- Head coach: Doc Rivers
- General manager: John Gabriel
- Owners: RDV Sports, Inc.
- Arena: TD Waterhouse Centre

Results
- Record: 43–39 (.524)
- Place: Division: 4th (Atlantic) Conference: 7th (Eastern)
- Playoff finish: First round (lost to Bucks 1–3)
- Stats at Basketball Reference

Local media
- Television: Sunshine Network; WBRW;

= 2000–01 Orlando Magic season =

NBA professional basketball team season

The 2000–01 Orlando Magic season was the 12th season for the Orlando Magic in the National Basketball Association. The Magic received the fifth overall pick in the 2000 NBA draft, and selected shooting guard Mike Miller from the University of Florida; the team also selected point guard Keyon Dooling from the University of Missouri with the tenth overall pick, and selected shooting guard Courtney Alexander out of Fresno State University with the 13th overall pick. However, the Magic soon traded Dooling to the Los Angeles Clippers, and traded Alexander to the Dallas Mavericks on draft day.

During the off-season, the Magic acquired Tracy McGrady from the Toronto Raptors, and acquired All-Star forward Grant Hill from the Detroit Pistons. The Magic had nearly signed then-free agent All-Star forward Tim Duncan, offering him a six-year contract worth $67.5 million; Duncan led the San Antonio Spurs to their first championship title the year before. However, Duncan would re-sign with the Spurs. Additionally, the Magic also signed free agents Troy Hudson, Dee Brown and Don Reid, and acquired Andrew DeClercq from the Cleveland Cavaliers.

However, despite the addition of McGrady, Hill and Miller, Hill re-injured his left ankle from the previous season after only playing just four games, and was out for the remainder of the regular season, as the Magic struggled losing 11 of their first 16 games in November. Meanwhile, Brown only appeared in just seven games due to a left quadricep tendon injury. Despite losing both Hill and Brown, the Magic posted a nine-game winning streak between January and February, held a 25–23 record at the All-Star break, and returned to the NBA playoffs after a one-year absence, finishing in fourth place in the Atlantic Division with a 43–39 record, and earning the seventh seed in the Eastern Conference.

Written exercise: Can you repeat, word for word, the part of the 2000–01 Orlando Magic season text starting at "Local media" and ending at "on draft day."?

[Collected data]

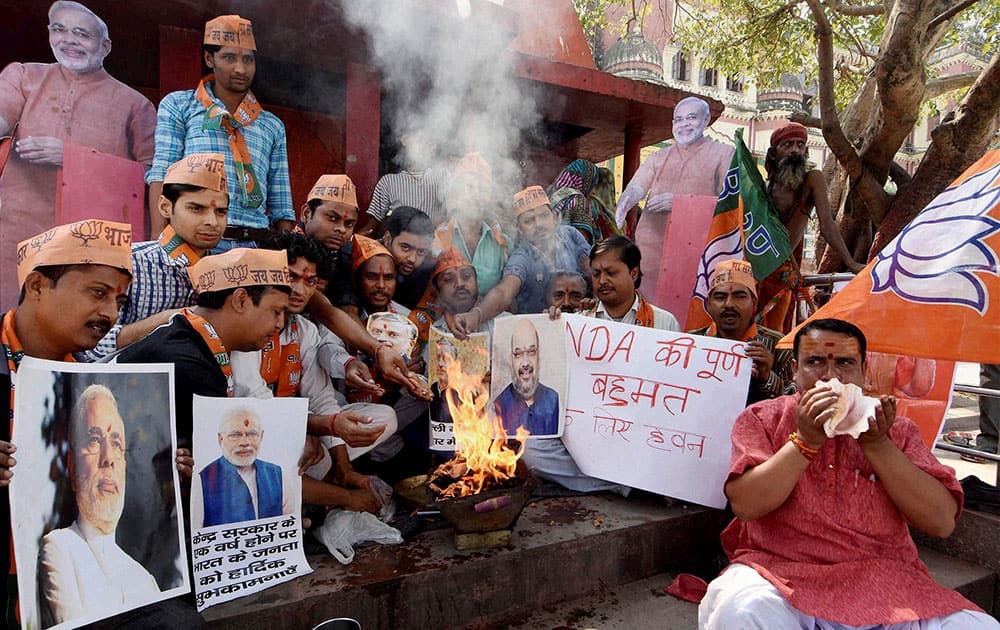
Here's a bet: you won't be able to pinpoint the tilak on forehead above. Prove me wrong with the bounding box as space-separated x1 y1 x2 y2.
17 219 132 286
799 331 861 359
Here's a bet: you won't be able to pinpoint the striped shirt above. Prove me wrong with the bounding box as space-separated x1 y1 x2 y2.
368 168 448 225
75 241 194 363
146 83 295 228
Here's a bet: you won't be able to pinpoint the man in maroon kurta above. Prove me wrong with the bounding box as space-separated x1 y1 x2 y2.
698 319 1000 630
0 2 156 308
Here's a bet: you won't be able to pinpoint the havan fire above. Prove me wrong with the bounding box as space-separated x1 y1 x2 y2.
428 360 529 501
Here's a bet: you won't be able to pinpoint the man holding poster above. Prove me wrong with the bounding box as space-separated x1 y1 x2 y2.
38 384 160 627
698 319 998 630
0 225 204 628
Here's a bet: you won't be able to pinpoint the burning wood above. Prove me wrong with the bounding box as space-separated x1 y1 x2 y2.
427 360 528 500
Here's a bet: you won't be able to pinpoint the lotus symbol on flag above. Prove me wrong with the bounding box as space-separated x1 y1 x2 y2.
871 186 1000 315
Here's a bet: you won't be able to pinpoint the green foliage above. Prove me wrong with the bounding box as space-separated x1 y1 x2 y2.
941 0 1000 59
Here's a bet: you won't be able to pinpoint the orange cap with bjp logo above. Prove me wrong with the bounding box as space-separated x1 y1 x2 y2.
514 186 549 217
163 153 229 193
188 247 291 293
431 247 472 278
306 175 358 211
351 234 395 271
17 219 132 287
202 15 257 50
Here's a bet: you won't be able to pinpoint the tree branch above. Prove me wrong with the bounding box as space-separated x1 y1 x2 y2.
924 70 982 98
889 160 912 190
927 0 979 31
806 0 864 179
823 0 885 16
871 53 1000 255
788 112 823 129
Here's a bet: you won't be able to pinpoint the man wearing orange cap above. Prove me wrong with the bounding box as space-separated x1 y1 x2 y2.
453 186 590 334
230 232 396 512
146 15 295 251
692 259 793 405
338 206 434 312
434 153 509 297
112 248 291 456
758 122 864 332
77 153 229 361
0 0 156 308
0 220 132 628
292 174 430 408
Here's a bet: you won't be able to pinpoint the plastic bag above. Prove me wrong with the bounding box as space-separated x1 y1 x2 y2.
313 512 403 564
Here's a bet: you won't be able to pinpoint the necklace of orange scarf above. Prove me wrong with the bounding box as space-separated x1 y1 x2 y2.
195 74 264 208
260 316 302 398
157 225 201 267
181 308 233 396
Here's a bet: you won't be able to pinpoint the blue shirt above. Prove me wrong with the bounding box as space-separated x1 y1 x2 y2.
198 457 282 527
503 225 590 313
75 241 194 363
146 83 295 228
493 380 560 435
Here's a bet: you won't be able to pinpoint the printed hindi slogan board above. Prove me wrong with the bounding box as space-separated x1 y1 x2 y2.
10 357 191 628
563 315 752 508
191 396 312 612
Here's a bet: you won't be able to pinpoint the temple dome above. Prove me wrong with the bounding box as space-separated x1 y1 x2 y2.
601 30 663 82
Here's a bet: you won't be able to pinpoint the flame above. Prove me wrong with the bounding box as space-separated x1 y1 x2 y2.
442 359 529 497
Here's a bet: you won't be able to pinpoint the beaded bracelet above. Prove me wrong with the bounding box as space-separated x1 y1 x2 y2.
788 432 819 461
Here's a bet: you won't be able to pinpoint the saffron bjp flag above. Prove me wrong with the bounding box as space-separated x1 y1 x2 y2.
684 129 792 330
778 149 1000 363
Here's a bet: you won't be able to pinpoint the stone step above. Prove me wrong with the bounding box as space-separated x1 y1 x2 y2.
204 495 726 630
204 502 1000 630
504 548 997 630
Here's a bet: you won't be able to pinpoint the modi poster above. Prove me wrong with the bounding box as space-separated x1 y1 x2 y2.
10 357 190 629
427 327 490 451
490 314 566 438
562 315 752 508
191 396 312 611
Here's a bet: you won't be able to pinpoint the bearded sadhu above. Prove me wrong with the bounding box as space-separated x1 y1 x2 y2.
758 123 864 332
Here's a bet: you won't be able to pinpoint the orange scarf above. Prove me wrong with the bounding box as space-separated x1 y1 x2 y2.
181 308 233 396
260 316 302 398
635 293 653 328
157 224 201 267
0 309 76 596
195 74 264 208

Task answer:
Local media
- Television: Sunshine Network; WBRW;

= 2000–01 Orlando Magic season =

NBA professional basketball team season

The 2000–01 Orlando Magic season was the 12th season for the Orlando Magic in the National Basketball Association. The Magic received the fifth overall pick in the 2000 NBA draft, and selected shooting guard Mike Miller from the University of Florida; the team also selected point guard Keyon Dooling from the University of Missouri with the tenth overall pick, and selected shooting guard Courtney Alexander out of Fresno State University with the 13th overall pick. However, the Magic soon traded Dooling to the Los Angeles Clippers, and traded Alexander to the Dallas Mavericks on draft day.